Data to process -
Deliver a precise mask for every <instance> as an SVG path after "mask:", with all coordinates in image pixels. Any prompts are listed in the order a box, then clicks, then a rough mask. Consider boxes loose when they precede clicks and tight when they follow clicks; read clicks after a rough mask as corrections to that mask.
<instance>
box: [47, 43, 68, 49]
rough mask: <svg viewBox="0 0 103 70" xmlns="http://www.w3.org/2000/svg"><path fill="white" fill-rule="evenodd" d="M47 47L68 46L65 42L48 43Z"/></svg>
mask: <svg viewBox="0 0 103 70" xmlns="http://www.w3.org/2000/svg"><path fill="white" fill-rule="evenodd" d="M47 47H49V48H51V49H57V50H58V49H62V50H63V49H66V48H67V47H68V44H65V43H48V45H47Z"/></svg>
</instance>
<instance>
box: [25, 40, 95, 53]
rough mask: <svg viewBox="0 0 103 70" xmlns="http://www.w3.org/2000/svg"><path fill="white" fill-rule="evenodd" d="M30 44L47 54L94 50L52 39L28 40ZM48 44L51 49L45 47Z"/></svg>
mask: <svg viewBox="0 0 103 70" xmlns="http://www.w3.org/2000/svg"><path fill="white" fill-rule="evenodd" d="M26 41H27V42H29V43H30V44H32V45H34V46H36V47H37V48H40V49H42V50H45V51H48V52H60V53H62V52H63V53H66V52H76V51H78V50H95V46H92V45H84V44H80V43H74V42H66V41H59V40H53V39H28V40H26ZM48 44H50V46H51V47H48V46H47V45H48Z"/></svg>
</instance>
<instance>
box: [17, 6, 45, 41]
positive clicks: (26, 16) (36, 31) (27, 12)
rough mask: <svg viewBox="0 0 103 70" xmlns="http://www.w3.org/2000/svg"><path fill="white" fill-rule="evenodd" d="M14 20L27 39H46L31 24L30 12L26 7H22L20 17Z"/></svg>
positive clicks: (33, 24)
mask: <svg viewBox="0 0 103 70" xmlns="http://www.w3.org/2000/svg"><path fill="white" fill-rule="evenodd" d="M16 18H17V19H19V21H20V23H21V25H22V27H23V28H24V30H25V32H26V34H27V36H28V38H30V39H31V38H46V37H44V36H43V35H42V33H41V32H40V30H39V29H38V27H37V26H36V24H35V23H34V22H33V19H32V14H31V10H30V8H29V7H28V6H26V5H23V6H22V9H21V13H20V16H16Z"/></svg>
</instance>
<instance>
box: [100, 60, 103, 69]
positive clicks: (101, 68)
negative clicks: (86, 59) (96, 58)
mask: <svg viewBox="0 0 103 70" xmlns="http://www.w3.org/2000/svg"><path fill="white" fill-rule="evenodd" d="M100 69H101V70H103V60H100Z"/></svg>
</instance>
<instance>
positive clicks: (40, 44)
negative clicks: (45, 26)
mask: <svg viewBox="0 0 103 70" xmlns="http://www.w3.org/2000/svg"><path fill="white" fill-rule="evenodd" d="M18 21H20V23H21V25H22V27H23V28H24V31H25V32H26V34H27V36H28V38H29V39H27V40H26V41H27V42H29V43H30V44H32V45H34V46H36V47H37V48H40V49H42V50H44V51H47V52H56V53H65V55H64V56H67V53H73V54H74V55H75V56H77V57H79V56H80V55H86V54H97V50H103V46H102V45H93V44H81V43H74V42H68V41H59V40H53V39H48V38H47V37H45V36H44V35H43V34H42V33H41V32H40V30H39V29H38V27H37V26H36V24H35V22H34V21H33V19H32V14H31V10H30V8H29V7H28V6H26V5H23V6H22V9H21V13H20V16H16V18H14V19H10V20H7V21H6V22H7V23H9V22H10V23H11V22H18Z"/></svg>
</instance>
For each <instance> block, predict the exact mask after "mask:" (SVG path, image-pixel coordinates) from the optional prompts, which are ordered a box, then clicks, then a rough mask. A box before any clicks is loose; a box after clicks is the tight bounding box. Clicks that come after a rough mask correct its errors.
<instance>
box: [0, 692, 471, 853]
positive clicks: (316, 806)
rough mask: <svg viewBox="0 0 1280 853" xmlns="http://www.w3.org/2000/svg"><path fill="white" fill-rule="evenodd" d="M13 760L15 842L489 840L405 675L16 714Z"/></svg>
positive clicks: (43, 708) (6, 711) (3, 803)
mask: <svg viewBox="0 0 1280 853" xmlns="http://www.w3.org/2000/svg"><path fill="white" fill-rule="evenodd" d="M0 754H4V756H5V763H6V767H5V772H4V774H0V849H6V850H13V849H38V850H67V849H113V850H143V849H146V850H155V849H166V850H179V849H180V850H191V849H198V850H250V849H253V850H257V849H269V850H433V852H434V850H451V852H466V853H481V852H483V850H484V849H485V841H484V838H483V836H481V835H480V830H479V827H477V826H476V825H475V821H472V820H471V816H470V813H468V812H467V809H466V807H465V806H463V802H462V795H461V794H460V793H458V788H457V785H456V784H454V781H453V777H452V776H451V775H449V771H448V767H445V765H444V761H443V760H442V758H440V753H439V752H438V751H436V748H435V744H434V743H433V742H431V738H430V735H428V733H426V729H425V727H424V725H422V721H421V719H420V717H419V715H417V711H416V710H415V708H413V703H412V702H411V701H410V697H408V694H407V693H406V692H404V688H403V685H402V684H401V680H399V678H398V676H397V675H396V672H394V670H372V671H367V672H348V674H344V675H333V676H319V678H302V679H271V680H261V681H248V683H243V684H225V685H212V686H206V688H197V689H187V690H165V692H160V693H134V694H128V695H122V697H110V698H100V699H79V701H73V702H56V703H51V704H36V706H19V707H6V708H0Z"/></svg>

--

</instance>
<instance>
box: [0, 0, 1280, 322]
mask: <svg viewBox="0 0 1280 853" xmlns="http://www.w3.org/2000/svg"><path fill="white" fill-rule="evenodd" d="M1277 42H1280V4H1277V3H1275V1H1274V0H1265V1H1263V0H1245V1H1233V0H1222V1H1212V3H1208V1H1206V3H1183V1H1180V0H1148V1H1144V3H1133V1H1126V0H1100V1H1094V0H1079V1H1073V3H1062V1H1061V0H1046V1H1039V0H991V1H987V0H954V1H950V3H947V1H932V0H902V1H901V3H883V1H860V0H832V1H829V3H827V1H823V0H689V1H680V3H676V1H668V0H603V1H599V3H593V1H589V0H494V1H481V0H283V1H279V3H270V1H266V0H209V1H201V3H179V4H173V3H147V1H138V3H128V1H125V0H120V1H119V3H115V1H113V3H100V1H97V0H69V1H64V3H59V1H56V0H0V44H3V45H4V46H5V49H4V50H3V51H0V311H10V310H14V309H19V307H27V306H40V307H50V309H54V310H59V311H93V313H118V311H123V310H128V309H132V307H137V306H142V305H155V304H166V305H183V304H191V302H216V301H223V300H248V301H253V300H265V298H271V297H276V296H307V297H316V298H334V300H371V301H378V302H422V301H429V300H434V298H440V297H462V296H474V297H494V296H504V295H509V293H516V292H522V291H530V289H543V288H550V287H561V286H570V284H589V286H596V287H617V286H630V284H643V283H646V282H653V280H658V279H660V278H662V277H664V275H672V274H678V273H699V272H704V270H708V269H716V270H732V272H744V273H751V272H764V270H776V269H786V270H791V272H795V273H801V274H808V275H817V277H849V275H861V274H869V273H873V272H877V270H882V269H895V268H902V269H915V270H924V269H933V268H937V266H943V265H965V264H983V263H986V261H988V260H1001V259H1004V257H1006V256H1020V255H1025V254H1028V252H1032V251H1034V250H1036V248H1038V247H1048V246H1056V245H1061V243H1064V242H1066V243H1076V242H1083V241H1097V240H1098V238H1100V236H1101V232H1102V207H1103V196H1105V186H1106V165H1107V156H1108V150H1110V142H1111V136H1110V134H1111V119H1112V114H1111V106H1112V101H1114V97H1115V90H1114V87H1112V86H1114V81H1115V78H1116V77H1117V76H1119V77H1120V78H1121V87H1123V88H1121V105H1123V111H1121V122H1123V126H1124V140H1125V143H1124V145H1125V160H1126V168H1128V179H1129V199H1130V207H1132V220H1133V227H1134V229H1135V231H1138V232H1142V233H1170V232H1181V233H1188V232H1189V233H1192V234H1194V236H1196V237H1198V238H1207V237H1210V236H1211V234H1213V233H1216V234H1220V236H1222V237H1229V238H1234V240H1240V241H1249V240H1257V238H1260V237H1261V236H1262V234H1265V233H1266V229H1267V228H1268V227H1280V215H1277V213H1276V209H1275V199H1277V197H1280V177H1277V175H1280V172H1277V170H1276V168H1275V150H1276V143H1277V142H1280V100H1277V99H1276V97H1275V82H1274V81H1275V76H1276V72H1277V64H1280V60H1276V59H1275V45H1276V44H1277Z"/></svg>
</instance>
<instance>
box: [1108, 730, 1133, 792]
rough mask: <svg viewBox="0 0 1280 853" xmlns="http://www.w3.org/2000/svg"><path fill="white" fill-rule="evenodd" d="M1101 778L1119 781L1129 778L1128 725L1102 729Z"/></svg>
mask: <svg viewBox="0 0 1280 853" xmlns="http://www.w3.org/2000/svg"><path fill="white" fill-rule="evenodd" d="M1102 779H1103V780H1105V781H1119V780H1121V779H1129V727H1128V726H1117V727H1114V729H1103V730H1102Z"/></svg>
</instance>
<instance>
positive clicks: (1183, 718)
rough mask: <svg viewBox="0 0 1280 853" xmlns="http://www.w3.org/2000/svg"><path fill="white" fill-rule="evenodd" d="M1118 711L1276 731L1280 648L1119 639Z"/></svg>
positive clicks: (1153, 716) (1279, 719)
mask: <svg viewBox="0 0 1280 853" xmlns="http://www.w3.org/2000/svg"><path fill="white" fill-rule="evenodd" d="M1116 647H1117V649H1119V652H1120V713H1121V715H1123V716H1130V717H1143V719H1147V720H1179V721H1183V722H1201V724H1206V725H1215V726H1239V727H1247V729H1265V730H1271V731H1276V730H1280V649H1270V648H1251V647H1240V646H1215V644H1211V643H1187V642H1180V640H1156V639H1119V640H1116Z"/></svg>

...

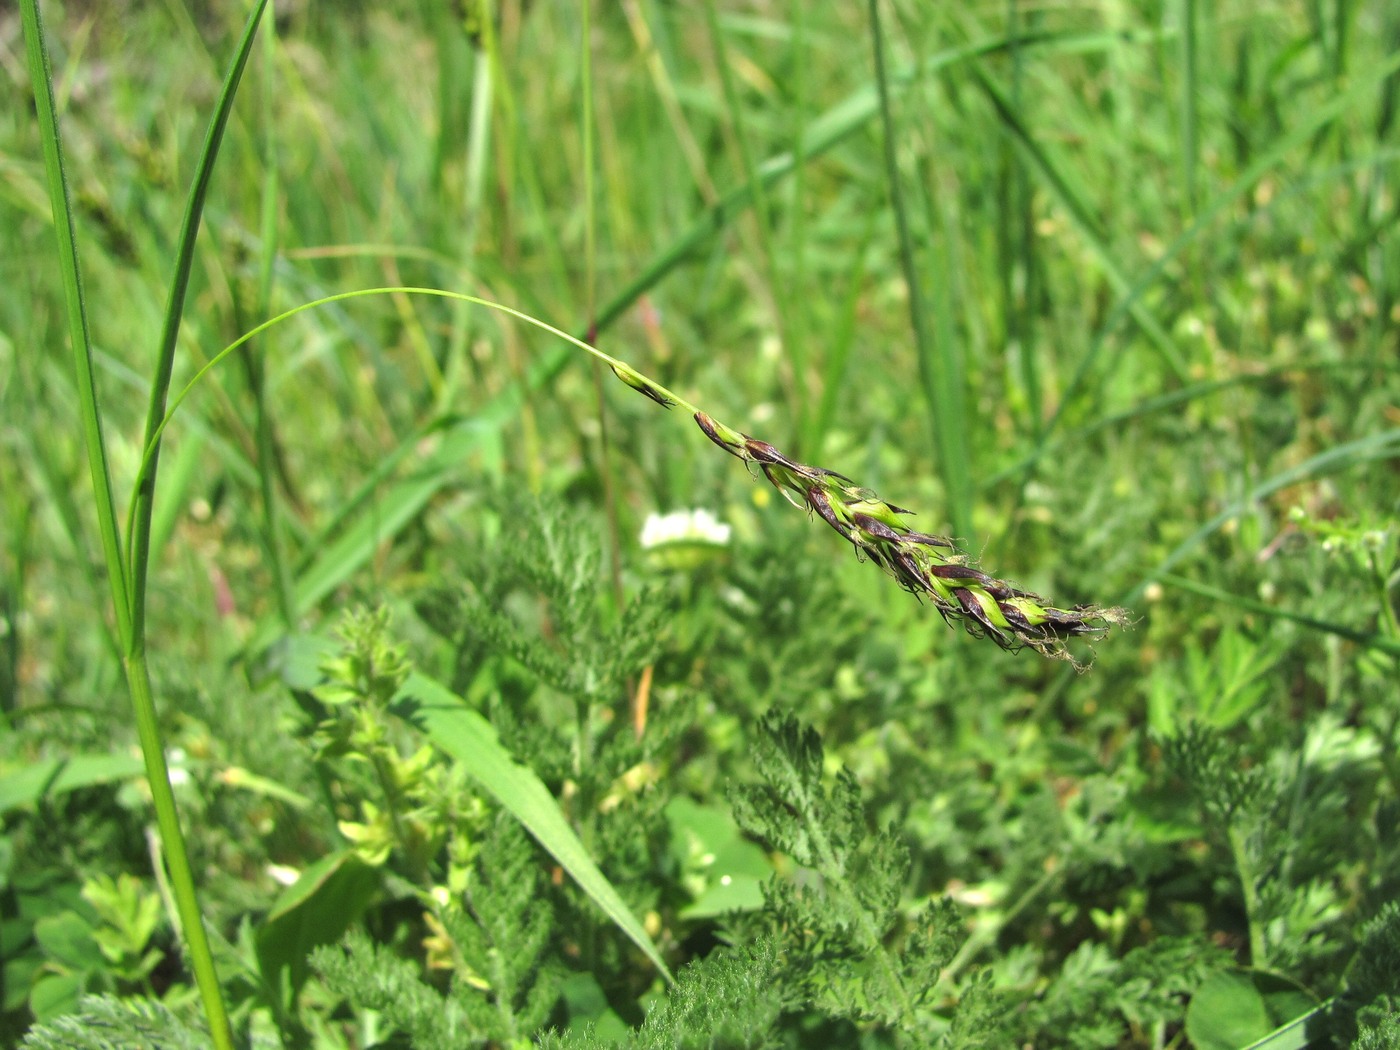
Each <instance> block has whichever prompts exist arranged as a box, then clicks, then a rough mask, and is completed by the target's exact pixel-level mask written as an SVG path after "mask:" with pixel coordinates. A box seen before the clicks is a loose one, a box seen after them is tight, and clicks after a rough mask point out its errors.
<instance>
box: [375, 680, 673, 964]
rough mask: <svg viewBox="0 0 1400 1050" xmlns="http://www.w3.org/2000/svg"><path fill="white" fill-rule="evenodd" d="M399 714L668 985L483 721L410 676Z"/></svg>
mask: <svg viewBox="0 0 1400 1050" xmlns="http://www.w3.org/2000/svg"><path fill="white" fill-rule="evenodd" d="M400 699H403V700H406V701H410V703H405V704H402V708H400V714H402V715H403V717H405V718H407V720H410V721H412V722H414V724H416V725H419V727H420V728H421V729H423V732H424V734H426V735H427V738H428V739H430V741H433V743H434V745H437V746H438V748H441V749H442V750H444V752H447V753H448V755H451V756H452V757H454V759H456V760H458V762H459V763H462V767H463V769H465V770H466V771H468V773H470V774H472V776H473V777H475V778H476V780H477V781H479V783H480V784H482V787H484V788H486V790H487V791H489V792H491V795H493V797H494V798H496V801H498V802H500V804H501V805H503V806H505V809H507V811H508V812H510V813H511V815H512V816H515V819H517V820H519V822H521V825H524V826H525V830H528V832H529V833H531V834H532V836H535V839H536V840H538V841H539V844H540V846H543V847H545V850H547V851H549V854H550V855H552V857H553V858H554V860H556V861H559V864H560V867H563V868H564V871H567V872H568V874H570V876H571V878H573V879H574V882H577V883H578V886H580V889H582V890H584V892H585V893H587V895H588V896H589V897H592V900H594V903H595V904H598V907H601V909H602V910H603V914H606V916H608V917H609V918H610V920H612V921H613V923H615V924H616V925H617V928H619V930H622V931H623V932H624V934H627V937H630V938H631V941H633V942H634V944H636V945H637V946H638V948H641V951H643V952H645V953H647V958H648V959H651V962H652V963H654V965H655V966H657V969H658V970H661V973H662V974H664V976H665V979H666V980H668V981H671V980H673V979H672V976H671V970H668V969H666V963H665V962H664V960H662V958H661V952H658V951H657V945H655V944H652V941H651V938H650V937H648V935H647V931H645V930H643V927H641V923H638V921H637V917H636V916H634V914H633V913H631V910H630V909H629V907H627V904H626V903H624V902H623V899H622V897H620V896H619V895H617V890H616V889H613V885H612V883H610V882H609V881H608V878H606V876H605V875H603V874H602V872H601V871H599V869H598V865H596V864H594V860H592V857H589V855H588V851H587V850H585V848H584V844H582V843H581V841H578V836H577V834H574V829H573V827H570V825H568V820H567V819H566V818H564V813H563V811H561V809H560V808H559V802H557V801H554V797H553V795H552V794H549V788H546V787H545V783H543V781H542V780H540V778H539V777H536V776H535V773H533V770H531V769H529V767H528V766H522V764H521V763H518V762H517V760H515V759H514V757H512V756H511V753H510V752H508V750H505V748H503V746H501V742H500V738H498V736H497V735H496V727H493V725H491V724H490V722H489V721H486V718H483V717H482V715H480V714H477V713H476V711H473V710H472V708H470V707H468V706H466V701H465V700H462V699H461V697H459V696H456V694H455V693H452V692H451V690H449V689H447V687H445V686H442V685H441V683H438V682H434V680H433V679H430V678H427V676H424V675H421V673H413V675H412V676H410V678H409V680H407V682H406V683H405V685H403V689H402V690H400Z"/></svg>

Your task - Please count the lines in the rows above that contain the word "then", and give only the number.

Response area - 3